**Information given**:
---------------
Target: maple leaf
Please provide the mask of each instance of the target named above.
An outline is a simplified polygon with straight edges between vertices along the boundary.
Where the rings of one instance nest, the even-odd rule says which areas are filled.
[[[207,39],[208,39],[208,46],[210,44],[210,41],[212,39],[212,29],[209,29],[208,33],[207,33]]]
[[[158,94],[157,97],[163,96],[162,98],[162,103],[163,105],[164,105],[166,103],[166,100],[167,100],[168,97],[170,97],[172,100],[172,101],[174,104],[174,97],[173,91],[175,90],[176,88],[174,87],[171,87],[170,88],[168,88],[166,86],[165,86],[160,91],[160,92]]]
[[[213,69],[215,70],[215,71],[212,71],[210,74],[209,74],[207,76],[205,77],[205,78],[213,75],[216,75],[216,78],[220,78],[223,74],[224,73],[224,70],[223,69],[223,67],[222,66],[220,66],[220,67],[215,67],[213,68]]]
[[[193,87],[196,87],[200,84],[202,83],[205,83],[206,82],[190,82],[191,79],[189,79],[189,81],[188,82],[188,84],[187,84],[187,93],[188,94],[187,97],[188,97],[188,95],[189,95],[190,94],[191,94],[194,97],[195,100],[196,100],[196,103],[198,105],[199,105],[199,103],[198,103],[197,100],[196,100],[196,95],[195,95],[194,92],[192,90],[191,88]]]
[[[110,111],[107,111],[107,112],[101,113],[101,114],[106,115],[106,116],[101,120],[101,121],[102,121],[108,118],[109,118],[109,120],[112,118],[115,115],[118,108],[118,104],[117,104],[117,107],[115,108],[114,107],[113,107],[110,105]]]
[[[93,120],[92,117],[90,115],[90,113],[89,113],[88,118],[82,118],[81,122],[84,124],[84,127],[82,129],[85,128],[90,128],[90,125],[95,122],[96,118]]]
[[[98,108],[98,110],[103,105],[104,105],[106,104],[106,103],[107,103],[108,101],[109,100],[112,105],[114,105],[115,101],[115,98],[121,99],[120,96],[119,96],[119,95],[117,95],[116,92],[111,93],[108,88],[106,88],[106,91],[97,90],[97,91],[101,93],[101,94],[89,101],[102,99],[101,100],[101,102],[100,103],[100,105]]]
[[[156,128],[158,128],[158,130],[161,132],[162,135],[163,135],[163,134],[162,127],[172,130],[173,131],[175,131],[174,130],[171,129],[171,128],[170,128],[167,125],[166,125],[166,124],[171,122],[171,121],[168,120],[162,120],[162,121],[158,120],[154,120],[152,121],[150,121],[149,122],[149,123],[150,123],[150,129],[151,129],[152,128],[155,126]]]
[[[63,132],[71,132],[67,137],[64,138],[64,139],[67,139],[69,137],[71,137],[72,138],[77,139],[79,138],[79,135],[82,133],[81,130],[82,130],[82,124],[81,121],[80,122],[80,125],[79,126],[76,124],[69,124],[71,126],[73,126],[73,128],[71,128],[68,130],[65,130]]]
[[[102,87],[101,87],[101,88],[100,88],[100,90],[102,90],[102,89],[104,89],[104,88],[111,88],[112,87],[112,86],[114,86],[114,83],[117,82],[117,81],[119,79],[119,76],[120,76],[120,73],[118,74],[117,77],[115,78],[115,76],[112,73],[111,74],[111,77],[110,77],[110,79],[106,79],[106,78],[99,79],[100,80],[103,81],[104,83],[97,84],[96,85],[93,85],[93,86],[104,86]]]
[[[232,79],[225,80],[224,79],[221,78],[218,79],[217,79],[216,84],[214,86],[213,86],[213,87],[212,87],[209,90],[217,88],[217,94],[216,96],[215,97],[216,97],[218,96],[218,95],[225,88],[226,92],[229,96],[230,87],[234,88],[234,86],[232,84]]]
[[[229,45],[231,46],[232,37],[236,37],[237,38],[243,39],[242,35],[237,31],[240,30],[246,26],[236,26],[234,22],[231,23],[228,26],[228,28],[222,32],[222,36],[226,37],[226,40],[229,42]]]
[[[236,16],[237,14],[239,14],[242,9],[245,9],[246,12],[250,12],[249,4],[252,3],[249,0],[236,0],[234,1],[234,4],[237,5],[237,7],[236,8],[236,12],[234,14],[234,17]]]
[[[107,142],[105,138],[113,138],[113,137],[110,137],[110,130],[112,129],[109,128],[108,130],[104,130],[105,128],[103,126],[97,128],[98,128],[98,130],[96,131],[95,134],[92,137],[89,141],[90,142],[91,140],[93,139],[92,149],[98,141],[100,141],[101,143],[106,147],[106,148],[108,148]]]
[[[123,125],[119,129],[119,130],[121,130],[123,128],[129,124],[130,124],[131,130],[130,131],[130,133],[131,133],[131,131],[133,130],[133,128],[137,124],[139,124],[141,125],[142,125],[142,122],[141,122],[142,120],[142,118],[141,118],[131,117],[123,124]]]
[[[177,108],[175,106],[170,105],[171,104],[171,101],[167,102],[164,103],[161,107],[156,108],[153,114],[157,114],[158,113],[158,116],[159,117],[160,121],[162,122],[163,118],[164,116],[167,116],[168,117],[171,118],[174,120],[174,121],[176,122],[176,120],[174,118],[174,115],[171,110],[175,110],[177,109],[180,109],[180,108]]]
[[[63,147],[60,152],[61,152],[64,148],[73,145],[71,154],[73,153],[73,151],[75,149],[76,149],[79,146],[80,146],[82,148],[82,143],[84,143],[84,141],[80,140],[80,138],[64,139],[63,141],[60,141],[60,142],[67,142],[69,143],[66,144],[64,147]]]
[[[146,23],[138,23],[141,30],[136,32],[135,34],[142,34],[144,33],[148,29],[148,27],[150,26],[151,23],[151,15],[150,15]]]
---------------
**Set exercise**: How many lines in the items above contain the word "instance"? Reply with the number alone.

**Task answer**: 2